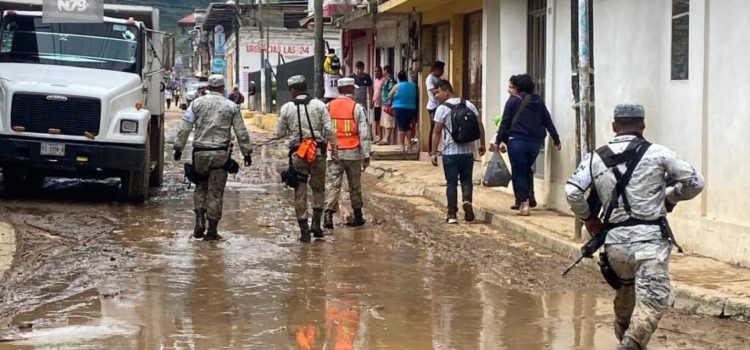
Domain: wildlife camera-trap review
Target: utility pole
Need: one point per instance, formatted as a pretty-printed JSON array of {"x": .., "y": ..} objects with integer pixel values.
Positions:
[
  {"x": 263, "y": 46},
  {"x": 318, "y": 8},
  {"x": 584, "y": 86}
]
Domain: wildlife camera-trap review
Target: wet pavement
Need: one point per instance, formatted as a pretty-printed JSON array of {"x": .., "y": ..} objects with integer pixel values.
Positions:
[{"x": 94, "y": 274}]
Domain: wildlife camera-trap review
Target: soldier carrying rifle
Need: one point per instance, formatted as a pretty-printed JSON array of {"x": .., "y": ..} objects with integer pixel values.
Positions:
[{"x": 629, "y": 176}]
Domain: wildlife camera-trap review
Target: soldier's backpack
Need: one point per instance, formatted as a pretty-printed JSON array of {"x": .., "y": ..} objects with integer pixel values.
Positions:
[
  {"x": 464, "y": 123},
  {"x": 335, "y": 63}
]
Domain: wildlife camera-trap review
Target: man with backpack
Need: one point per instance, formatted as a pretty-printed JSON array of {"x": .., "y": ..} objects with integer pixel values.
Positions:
[
  {"x": 458, "y": 125},
  {"x": 331, "y": 75},
  {"x": 629, "y": 177},
  {"x": 307, "y": 122}
]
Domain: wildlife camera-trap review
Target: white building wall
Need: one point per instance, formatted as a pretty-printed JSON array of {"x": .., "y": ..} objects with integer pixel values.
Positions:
[{"x": 704, "y": 118}]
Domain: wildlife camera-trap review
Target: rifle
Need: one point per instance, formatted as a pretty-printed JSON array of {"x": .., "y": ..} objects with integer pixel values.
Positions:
[
  {"x": 597, "y": 241},
  {"x": 588, "y": 249}
]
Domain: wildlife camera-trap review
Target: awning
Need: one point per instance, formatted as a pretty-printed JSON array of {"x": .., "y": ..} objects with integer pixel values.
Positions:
[
  {"x": 411, "y": 5},
  {"x": 187, "y": 21}
]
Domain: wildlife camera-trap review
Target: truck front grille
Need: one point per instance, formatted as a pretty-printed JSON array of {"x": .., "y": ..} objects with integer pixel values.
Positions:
[{"x": 71, "y": 115}]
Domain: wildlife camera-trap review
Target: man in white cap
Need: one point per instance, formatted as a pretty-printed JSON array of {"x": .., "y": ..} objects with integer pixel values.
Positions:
[
  {"x": 307, "y": 120},
  {"x": 629, "y": 176},
  {"x": 213, "y": 118},
  {"x": 352, "y": 136}
]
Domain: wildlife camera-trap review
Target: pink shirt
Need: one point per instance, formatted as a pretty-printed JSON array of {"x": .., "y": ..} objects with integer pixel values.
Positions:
[{"x": 377, "y": 85}]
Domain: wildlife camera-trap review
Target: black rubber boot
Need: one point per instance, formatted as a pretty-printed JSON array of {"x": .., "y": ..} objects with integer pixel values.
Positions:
[
  {"x": 213, "y": 231},
  {"x": 200, "y": 223},
  {"x": 316, "y": 230},
  {"x": 358, "y": 220},
  {"x": 304, "y": 231},
  {"x": 328, "y": 220}
]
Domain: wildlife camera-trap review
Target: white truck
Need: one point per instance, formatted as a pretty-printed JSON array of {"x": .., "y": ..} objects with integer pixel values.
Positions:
[{"x": 83, "y": 100}]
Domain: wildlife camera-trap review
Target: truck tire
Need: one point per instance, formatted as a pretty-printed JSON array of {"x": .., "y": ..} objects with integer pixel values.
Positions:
[
  {"x": 15, "y": 180},
  {"x": 134, "y": 184},
  {"x": 157, "y": 175}
]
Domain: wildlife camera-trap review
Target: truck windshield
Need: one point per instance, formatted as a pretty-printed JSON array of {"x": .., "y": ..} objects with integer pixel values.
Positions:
[{"x": 110, "y": 46}]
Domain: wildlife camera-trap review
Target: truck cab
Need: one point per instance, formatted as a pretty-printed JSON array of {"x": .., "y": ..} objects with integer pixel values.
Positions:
[{"x": 83, "y": 100}]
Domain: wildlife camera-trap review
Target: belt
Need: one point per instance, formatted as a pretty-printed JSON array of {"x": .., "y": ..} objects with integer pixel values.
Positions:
[
  {"x": 633, "y": 222},
  {"x": 208, "y": 149}
]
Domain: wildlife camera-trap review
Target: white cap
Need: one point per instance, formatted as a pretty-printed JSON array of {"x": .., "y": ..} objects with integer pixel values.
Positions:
[{"x": 347, "y": 82}]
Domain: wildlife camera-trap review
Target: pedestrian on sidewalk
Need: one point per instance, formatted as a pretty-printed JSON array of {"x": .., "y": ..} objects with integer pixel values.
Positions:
[
  {"x": 236, "y": 97},
  {"x": 387, "y": 121},
  {"x": 364, "y": 84},
  {"x": 458, "y": 157},
  {"x": 403, "y": 98},
  {"x": 349, "y": 120},
  {"x": 525, "y": 124},
  {"x": 433, "y": 80},
  {"x": 251, "y": 96},
  {"x": 377, "y": 103},
  {"x": 213, "y": 118},
  {"x": 307, "y": 121},
  {"x": 176, "y": 96},
  {"x": 168, "y": 96},
  {"x": 629, "y": 176}
]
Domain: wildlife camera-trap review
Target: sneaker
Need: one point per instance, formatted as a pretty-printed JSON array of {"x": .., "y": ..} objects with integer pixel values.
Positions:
[
  {"x": 532, "y": 201},
  {"x": 451, "y": 219},
  {"x": 468, "y": 212},
  {"x": 523, "y": 210},
  {"x": 516, "y": 205}
]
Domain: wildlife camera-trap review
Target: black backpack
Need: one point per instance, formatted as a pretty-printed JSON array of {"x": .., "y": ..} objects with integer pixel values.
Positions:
[
  {"x": 464, "y": 123},
  {"x": 335, "y": 63}
]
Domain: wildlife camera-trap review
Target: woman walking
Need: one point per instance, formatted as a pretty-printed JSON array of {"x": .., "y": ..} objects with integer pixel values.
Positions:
[
  {"x": 387, "y": 121},
  {"x": 404, "y": 102},
  {"x": 525, "y": 124}
]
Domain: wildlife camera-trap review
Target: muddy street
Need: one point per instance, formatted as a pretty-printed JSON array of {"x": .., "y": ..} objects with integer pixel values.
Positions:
[{"x": 90, "y": 273}]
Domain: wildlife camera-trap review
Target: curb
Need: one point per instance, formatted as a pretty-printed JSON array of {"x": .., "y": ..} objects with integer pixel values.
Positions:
[{"x": 684, "y": 297}]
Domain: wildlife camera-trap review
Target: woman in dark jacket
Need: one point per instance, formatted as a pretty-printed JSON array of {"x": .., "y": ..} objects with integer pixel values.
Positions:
[{"x": 524, "y": 137}]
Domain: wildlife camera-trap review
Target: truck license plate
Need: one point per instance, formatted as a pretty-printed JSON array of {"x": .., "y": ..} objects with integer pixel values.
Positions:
[{"x": 53, "y": 149}]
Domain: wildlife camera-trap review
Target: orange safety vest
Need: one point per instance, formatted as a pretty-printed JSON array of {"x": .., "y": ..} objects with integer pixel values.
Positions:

• Problem requirements
Pictures in the records should not appear in your copy, but everything else must be transcribed exactly.

• Solution below
Domain: wildlife camera-trap review
Target: utility pole
Need: one point per instance, formatted as a pretty-printed JSON array of {"x": .., "y": ..} objects with integer pixel values.
Positions:
[
  {"x": 263, "y": 46},
  {"x": 318, "y": 8},
  {"x": 584, "y": 86}
]
Domain: wildlife camera-trap review
Target: wet pavement
Need: one point per instance, formatted as a pretty-printed JSON array of {"x": .., "y": ..} objects with integer pixel values.
Positions:
[{"x": 94, "y": 274}]
Domain: wildlife camera-trap review
Target: soldier carrying rifle
Need: one point per instance, formatted as a pretty-printed JSON array of {"x": .., "y": ..} objects with integer pixel values.
Positions:
[{"x": 629, "y": 176}]
Domain: wildlife camera-trap review
Target: soldier's backpack
Need: one point per instance, formatted as a pretty-printed JSON array of {"x": .., "y": ..} objects with integer pixel values.
Positions:
[
  {"x": 464, "y": 123},
  {"x": 335, "y": 63}
]
Domain: wildlife camera-trap review
Target: man with backpack
Need: one point per instance, formatted as a pretty-printed JSON array of {"x": .., "y": ..} objects with integer pixel values.
Positions:
[
  {"x": 458, "y": 125},
  {"x": 331, "y": 75},
  {"x": 629, "y": 177},
  {"x": 307, "y": 122}
]
Domain: wildlife camera-trap review
Target: white building wall
Need: one point per instance, formatted as a pretty-printed JSON array of {"x": .., "y": ..} objects with integer pixel values.
Positions:
[{"x": 704, "y": 118}]
Domain: wildlife camera-trap review
Target: rifle
Need: one point per instance, formatted as a pretty-printed JSON array of {"x": .., "y": ..} objects with integer pixel values.
Positions:
[
  {"x": 597, "y": 241},
  {"x": 588, "y": 249}
]
Domain: wildlife camera-trap review
Target: awning
Need: one point per instance, formatted as a pretty-printed JSON array of {"x": .., "y": ..} objects with integer pixel values.
Positions:
[
  {"x": 411, "y": 5},
  {"x": 187, "y": 21}
]
Domain: wildlife camera-trap review
Target: truck front grille
Need: one point per instance, formatted as a pretty-printed JSON array of {"x": .., "y": ..} objects with integer pixel values.
Positions:
[{"x": 71, "y": 115}]
Domain: wildlife camera-trap review
Target: man in white cap
Need: one point per instance, formatted as a pretty-printed JSON array of {"x": .., "y": ..} objects with integer pixel values.
Positions:
[
  {"x": 307, "y": 120},
  {"x": 629, "y": 176},
  {"x": 213, "y": 118},
  {"x": 352, "y": 136}
]
Domain: wildlife camera-trap review
Target: pink shirt
Need: one point per instance, formatted as a pretty-printed JSON array of {"x": .., "y": ..} objects with integer pixel values.
Positions:
[{"x": 377, "y": 85}]
Domain: wildlife camera-trap review
Target: black rubber boot
Need: one point per instance, formatted as a pretty-printed JSON array of {"x": .., "y": ..} objects with integer pixel values.
Positions:
[
  {"x": 213, "y": 231},
  {"x": 200, "y": 223},
  {"x": 316, "y": 230},
  {"x": 358, "y": 220},
  {"x": 304, "y": 231},
  {"x": 328, "y": 220}
]
Domain: wildlife camera-trap review
Target: white truck
Need: one point per instance, formatted as a pretty-printed JSON array of {"x": .., "y": ..} objects with integer pixel values.
Positions:
[{"x": 83, "y": 100}]
Domain: wildlife camera-trap review
Target: truck tire
Need: one point per instance, formatted as a pretty-printed JSON array of {"x": .., "y": ..} objects with integer pixel values.
Positions:
[
  {"x": 15, "y": 180},
  {"x": 134, "y": 184},
  {"x": 157, "y": 175}
]
Domain: wildlife camera-trap review
Target: truck windshield
Need: one point per instance, formatted as a pretty-printed JSON array of {"x": .., "y": ..} objects with integer pixel values.
Positions:
[{"x": 110, "y": 46}]
Domain: wildlife camera-trap review
Target: truck cab
Need: one point per instance, formatted as a pretty-printed JSON array of {"x": .., "y": ..} objects with integer pixel values.
Positions:
[{"x": 83, "y": 100}]
Domain: wildlife camera-trap review
Target: belt
Need: one point per instance, formatted as a pretty-printed JSON array of {"x": .., "y": ..} objects with integer pixel values.
Positions:
[
  {"x": 633, "y": 222},
  {"x": 208, "y": 149}
]
Domain: wildlife camera-trap review
Target: white cap
Need: one point per instance, formatted as a pretty-printed JSON array of {"x": .., "y": ..} objects with integer pixel values.
Positions:
[{"x": 347, "y": 82}]
Domain: wildlife camera-trap review
Target: pedestrian on sidewalk
Need: one point per instance, formatted as a pretty-printed JSON array of {"x": .., "y": ..} objects with integer pixel values.
Positions:
[
  {"x": 236, "y": 97},
  {"x": 387, "y": 121},
  {"x": 364, "y": 84},
  {"x": 458, "y": 157},
  {"x": 403, "y": 98},
  {"x": 349, "y": 120},
  {"x": 525, "y": 124},
  {"x": 433, "y": 80},
  {"x": 251, "y": 96},
  {"x": 377, "y": 103},
  {"x": 213, "y": 118},
  {"x": 307, "y": 121},
  {"x": 176, "y": 96},
  {"x": 168, "y": 96},
  {"x": 629, "y": 176}
]
Domain: wildlife camera-trap review
Target: sneaker
Need: one point per instance, formatted as a pretty-printed JSON array of {"x": .., "y": ..} objects with integer pixel values.
Positions:
[
  {"x": 532, "y": 201},
  {"x": 451, "y": 219},
  {"x": 468, "y": 212},
  {"x": 523, "y": 210},
  {"x": 516, "y": 205}
]
Domain: wildlife camera-trap review
Target: black backpack
Need: one point per instance, formatted as a pretty-printed JSON array of {"x": .., "y": ..} objects with integer pixel values.
Positions:
[
  {"x": 464, "y": 123},
  {"x": 335, "y": 63}
]
Domain: wildlife camera-trap review
Target: woman walking
Need: one point per instance, formatted as a pretty-printed JSON array of {"x": .., "y": ..} objects with integer pixel values.
Positions:
[
  {"x": 387, "y": 121},
  {"x": 404, "y": 102},
  {"x": 525, "y": 124}
]
Domain: wildlife camera-trap review
Target: muddy street
Need: one point per instance, formatted as a pretty-printed JSON array of {"x": .., "y": ..} objects with integer pixel values.
Positions:
[{"x": 90, "y": 273}]
Domain: wildlife camera-trap review
Target: curb
Need: one point per instance, formatted as a pretty-printed JSON array of {"x": .., "y": ..} objects with integer pixel values.
Positions:
[{"x": 684, "y": 297}]
Domain: wildlife camera-trap review
Target: woman in dark jacket
Need: one point per instance, formatted as a pretty-printed JSON array of {"x": .., "y": ..} objects with integer pixel values.
Positions:
[{"x": 524, "y": 137}]
Domain: wildlife camera-trap review
Target: truck license plate
Need: one point per instance, formatted as a pretty-printed JSON array of {"x": .., "y": ..} objects with integer pixel values.
Positions:
[{"x": 53, "y": 149}]
Domain: wildlife camera-trap review
Target: orange safety vest
Need: one point per instance, formatted as a pretty-printed JSON array of {"x": .., "y": ..} objects with integer pixel values.
Positions:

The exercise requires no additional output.